Request — Reproduce the rows from the line that contains "Question. Identify every instance of the double-headed" through the end of the rows, replacing "instance" with "occurrence" and changing nothing else. Omit the pictures from your output.

Working data —
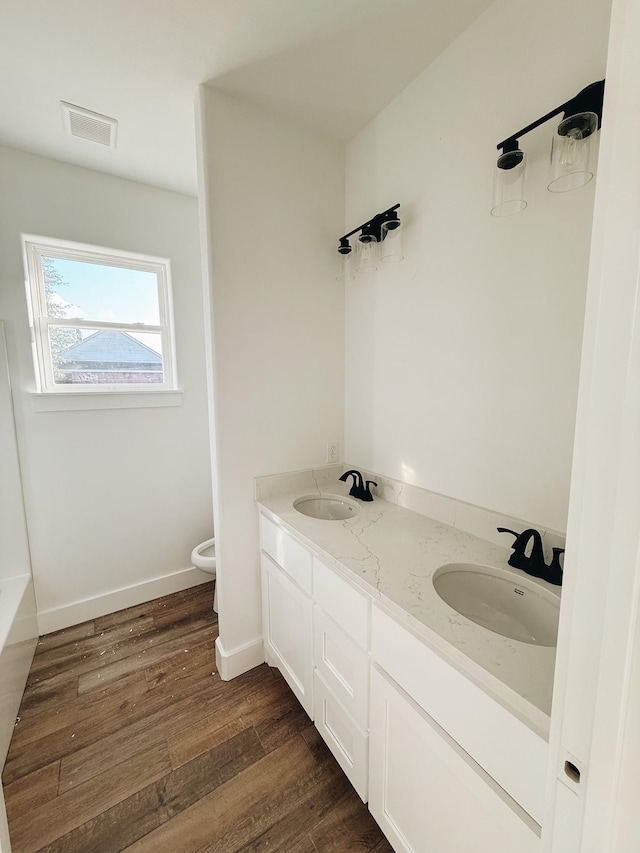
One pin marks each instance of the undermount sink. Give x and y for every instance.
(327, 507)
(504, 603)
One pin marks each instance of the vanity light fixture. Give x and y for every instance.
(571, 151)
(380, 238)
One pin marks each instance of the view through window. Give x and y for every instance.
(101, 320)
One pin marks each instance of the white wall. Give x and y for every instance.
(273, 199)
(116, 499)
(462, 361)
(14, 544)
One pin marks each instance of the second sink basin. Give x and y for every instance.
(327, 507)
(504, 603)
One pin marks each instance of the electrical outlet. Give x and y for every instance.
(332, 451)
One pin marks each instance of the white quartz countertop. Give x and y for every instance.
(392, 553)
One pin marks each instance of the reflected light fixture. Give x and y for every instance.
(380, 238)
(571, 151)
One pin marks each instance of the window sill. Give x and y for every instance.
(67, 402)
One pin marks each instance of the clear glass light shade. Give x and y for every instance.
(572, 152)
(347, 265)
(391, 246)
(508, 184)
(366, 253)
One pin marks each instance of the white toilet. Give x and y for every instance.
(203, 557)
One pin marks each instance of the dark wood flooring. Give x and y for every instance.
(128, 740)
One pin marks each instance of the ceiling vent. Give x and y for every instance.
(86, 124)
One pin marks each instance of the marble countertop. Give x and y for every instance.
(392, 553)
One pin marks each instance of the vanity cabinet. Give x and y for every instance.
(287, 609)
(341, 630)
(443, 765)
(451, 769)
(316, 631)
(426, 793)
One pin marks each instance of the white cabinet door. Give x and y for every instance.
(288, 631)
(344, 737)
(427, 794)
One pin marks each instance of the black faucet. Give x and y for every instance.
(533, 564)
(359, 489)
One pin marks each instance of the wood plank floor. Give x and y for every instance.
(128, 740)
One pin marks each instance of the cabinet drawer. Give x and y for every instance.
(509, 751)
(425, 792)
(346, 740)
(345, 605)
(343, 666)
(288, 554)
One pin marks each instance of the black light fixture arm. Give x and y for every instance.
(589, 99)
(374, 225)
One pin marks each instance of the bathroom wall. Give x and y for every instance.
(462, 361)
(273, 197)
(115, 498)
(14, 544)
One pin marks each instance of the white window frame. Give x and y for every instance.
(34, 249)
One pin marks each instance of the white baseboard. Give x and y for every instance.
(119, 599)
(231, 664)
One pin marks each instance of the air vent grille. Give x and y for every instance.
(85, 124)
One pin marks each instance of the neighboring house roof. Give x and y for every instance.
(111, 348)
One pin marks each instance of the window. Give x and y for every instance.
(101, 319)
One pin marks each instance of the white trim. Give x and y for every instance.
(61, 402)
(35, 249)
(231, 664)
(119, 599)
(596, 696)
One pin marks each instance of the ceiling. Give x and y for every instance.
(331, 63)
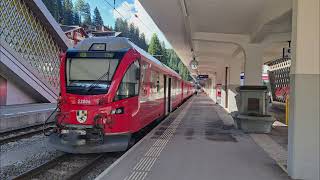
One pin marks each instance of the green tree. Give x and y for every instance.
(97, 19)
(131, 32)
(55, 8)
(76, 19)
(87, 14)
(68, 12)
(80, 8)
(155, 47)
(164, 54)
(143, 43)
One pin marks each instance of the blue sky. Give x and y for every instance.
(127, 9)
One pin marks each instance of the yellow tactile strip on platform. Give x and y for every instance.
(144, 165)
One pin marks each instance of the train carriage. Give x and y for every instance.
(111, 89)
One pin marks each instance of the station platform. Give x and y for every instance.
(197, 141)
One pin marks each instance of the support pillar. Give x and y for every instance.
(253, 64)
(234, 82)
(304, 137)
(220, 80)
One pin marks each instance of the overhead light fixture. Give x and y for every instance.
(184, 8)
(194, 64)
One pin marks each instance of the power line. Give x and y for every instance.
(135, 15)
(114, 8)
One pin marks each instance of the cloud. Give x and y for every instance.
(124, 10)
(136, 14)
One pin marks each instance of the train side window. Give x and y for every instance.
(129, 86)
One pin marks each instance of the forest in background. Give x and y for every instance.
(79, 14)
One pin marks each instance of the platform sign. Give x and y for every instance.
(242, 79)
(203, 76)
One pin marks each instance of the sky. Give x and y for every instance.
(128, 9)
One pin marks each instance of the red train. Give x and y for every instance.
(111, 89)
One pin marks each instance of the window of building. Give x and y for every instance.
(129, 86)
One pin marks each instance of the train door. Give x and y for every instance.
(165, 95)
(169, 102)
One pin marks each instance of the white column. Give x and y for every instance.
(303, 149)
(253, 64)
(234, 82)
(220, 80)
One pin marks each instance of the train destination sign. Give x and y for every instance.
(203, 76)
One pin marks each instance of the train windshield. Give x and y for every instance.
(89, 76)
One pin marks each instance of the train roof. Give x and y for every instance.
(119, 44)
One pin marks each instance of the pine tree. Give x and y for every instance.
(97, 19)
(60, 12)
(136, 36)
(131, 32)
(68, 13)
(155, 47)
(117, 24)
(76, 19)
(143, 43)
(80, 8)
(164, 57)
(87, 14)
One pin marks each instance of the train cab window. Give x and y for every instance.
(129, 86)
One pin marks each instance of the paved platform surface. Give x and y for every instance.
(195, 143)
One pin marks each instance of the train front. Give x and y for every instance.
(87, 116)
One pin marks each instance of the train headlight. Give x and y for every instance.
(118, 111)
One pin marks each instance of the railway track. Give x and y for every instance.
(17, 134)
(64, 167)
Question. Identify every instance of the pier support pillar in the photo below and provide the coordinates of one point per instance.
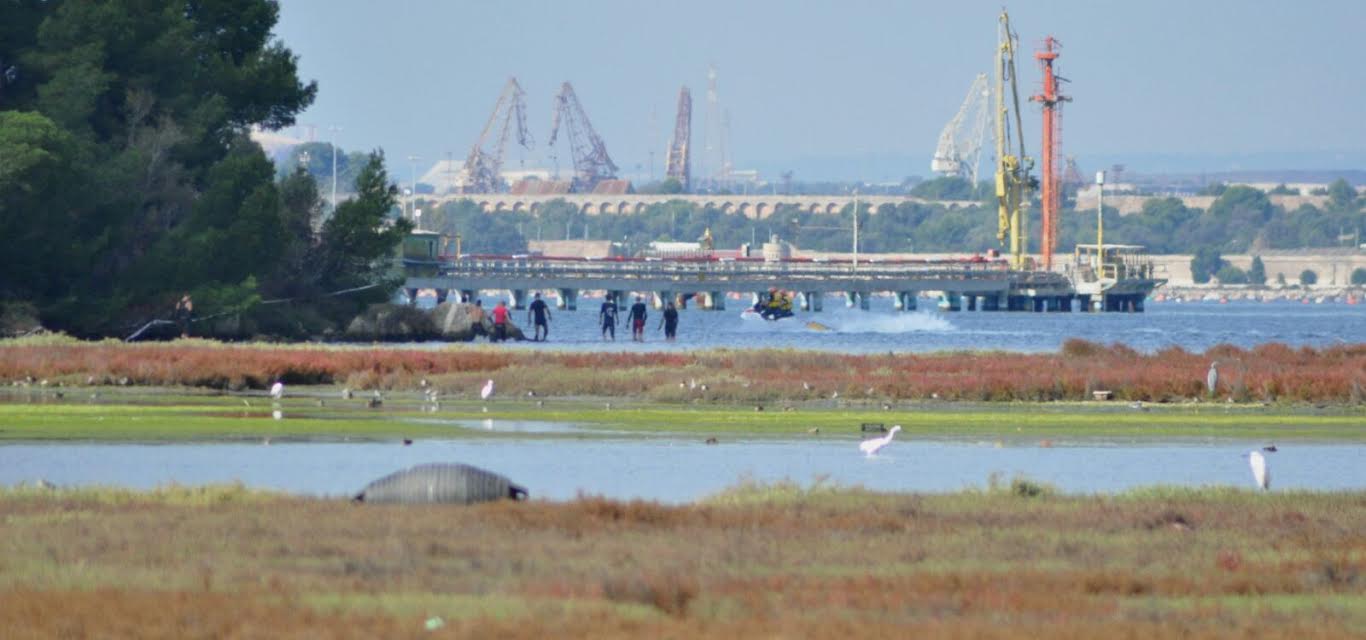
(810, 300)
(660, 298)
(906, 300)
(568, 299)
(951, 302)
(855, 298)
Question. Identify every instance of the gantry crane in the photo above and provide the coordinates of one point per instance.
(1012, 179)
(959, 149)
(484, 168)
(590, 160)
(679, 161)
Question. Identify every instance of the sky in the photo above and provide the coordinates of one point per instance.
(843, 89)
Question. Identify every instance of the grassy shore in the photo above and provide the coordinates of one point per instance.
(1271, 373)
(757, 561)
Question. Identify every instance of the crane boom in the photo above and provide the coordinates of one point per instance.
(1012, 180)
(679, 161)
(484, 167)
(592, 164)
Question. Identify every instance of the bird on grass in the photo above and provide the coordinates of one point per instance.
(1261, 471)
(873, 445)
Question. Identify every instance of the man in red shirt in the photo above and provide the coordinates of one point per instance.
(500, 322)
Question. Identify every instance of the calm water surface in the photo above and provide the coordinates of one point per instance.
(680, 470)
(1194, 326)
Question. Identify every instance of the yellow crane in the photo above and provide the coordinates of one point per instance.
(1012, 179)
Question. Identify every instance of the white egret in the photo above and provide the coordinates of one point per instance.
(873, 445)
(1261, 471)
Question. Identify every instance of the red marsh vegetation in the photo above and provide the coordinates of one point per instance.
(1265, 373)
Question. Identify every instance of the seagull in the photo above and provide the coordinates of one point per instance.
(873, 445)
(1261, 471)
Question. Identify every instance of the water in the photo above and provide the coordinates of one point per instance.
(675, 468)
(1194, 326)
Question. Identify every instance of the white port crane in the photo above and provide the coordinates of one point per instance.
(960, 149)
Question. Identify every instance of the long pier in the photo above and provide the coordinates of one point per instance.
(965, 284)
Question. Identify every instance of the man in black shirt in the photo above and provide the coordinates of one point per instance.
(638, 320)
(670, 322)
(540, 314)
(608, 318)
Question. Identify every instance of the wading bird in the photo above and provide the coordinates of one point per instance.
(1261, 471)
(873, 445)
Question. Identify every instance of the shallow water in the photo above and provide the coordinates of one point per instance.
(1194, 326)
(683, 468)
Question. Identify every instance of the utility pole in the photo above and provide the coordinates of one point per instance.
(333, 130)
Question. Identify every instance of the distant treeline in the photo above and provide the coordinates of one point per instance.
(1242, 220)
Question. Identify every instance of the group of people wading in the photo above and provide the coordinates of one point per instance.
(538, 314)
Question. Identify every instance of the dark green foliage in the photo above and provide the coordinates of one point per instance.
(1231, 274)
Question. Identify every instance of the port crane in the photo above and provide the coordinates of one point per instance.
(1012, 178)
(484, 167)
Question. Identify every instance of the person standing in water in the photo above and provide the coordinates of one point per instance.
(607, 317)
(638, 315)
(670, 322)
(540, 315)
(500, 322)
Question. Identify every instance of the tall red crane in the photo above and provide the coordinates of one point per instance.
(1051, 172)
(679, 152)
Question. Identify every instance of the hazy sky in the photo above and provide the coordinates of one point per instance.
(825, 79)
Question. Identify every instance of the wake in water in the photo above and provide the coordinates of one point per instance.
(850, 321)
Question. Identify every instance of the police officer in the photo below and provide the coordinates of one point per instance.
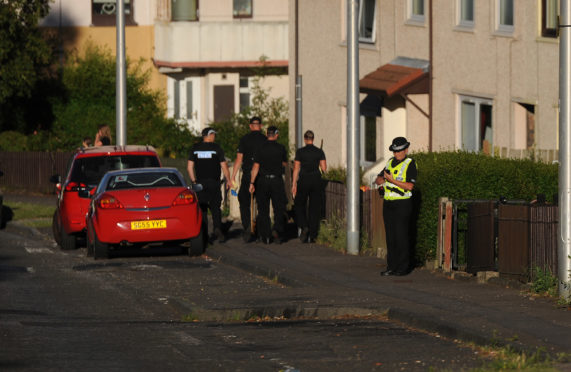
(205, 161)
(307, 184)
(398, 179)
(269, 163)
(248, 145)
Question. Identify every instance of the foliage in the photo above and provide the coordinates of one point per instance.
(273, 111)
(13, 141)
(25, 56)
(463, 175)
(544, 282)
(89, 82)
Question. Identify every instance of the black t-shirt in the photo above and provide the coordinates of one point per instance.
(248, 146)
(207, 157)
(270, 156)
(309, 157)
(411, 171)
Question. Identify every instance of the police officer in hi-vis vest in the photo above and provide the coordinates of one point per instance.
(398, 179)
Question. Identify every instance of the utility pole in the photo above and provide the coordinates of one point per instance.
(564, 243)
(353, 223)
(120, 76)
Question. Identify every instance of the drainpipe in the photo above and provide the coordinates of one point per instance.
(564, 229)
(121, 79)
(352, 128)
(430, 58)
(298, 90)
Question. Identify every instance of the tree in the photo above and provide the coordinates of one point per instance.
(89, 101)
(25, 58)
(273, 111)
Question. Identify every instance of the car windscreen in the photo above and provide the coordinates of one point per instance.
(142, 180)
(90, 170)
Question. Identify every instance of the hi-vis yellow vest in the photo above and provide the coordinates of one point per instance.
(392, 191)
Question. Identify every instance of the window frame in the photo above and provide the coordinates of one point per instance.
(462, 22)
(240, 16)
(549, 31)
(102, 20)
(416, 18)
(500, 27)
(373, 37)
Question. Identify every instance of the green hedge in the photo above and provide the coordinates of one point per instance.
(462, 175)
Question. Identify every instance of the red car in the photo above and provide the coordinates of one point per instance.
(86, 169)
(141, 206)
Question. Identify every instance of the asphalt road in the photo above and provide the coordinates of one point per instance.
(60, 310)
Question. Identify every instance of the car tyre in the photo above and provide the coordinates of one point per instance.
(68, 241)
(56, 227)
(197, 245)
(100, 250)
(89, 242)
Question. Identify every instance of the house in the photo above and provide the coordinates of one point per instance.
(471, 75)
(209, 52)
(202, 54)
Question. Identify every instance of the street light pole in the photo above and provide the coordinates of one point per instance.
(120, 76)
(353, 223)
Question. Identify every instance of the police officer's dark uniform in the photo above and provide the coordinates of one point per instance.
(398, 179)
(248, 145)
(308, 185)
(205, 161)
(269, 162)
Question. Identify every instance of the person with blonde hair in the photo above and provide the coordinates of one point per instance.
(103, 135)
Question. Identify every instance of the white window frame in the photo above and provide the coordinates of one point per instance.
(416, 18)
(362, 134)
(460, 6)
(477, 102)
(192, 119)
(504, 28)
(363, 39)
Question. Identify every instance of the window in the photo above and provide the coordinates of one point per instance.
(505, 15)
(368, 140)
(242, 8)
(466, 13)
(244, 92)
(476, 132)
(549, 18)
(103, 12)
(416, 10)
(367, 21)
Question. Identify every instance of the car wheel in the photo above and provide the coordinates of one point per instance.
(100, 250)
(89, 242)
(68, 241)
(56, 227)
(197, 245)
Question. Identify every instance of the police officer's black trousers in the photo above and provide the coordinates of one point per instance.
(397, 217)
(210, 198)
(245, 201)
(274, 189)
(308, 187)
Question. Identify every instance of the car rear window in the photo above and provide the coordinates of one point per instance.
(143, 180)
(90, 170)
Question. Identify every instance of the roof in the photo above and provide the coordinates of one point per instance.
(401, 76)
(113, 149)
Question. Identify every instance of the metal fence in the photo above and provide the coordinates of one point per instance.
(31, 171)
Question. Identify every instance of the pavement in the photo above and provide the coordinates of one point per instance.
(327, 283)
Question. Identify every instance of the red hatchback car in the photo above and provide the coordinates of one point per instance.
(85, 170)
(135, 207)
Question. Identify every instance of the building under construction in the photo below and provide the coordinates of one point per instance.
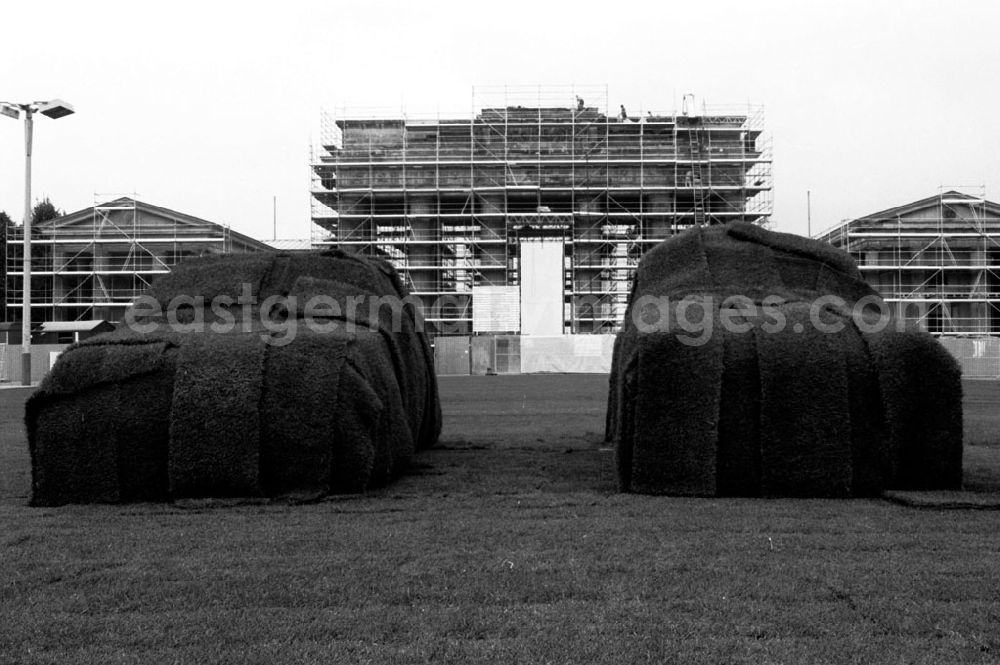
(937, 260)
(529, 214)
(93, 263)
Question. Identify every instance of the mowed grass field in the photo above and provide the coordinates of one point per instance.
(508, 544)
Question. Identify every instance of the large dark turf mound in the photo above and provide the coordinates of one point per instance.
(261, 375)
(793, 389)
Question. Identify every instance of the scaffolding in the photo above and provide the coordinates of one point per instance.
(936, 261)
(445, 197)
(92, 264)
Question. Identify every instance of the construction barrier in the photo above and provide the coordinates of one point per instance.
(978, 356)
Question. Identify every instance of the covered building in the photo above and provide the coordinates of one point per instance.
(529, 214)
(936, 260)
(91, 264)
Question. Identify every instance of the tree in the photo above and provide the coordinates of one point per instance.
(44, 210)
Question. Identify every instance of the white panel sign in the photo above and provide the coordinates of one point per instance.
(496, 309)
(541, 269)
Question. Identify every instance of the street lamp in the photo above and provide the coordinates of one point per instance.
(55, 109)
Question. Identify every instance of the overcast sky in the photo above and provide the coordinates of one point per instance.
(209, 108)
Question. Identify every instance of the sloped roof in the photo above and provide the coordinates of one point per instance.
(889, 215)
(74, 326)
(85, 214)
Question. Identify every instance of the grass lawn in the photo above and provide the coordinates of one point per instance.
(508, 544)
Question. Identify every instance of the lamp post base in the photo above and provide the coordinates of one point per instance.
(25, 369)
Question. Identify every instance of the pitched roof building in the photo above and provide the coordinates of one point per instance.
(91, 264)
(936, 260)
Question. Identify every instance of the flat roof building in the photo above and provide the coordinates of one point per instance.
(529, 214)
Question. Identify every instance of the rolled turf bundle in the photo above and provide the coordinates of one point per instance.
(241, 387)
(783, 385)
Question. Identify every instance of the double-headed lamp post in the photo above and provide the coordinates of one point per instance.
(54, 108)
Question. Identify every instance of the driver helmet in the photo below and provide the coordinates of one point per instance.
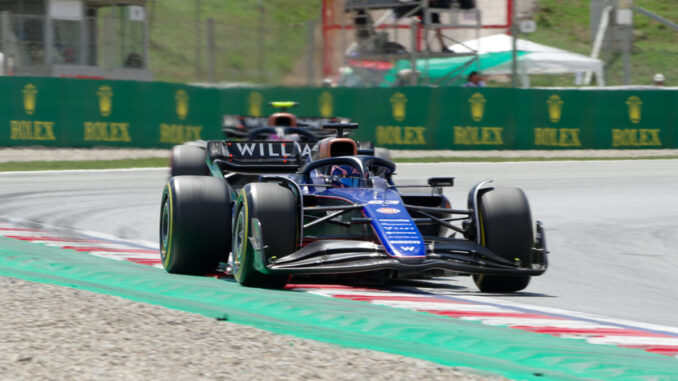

Result for this exercise —
Question. Identify every occurrence of the double-headed lamp post in the photo above and provide the coordinates of one point per occurrence.
(54, 108)
Question. Identify every occurrence of the driver helmet in the photo below and provide the coordinates of one point per occurrence.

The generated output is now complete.